===== Provided data =====

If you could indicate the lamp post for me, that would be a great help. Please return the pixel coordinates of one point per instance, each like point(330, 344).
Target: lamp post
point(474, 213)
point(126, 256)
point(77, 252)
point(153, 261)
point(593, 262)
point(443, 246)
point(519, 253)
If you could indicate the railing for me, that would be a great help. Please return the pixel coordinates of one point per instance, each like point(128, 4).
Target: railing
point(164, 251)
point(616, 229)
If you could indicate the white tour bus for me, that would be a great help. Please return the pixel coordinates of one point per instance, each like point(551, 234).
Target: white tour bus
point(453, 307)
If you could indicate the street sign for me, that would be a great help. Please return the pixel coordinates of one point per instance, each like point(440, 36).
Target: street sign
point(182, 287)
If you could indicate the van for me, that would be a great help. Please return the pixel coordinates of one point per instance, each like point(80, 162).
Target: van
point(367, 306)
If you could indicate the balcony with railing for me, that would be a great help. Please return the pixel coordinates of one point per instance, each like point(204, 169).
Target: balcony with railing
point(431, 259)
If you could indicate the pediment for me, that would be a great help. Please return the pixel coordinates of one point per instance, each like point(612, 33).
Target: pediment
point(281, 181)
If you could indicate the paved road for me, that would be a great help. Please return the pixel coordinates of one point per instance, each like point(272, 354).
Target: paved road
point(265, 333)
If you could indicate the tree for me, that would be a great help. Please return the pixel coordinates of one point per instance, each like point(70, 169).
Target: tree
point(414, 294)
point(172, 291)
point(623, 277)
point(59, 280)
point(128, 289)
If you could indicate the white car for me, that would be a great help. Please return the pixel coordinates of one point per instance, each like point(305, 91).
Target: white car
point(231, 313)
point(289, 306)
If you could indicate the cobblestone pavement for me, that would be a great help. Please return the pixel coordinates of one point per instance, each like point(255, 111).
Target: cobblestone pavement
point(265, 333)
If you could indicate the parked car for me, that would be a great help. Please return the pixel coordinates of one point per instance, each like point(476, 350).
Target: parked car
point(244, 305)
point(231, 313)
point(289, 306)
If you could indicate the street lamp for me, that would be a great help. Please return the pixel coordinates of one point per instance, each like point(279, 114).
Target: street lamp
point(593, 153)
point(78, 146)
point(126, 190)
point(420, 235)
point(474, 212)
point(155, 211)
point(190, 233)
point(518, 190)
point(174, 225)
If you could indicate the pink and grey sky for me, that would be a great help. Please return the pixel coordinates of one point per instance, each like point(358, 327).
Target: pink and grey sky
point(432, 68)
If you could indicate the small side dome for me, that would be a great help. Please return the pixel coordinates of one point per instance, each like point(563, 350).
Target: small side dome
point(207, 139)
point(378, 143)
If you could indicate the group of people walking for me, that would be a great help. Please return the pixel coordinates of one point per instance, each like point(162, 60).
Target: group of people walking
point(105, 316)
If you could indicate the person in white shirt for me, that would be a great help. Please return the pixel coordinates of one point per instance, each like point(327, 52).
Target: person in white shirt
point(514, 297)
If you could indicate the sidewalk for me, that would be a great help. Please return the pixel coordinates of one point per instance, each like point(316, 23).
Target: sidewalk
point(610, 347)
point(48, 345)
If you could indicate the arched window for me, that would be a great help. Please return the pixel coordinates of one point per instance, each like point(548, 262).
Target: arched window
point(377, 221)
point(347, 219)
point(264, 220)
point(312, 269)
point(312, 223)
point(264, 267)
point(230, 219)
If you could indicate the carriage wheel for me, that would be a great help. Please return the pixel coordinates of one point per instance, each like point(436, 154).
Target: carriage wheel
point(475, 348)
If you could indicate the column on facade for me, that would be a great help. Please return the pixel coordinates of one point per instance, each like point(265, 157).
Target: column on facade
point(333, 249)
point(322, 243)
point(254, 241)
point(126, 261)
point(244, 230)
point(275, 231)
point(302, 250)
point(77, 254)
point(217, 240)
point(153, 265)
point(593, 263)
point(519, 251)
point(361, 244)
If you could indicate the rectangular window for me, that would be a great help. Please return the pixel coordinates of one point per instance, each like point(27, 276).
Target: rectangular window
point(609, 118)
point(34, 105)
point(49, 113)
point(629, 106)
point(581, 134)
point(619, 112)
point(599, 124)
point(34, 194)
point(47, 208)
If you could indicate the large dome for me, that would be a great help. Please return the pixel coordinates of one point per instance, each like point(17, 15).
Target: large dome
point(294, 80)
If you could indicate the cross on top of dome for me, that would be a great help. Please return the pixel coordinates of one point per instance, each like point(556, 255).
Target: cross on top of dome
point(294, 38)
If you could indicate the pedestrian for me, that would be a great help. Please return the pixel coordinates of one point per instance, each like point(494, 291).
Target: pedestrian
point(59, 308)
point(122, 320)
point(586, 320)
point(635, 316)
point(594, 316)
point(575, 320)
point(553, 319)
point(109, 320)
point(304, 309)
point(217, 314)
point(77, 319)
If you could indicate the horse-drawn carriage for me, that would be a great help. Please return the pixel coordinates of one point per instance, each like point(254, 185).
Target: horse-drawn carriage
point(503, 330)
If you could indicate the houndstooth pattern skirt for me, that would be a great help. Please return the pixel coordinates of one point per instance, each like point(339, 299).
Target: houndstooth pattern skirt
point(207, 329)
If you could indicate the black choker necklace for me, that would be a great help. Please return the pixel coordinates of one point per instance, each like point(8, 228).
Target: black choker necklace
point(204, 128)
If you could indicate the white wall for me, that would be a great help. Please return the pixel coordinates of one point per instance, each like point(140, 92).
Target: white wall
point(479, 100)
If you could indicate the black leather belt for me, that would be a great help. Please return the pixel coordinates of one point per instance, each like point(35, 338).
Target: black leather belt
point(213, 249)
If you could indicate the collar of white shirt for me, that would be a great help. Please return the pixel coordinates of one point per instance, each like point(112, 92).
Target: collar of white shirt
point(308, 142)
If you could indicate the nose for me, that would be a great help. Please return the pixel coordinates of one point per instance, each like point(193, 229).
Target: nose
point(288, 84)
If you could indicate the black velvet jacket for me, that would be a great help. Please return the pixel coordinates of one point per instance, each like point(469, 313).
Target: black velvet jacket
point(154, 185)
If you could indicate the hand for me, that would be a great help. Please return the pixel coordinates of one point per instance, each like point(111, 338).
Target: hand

=====

§ **What is being asked**:
Filter the listing above for the string "hand" and copy every matching line.

§ **Expected output**:
If you could indicate the hand for me, that would be a great help. Please return the pixel coordinates of one point per instance, each like point(111, 338).
Target: hand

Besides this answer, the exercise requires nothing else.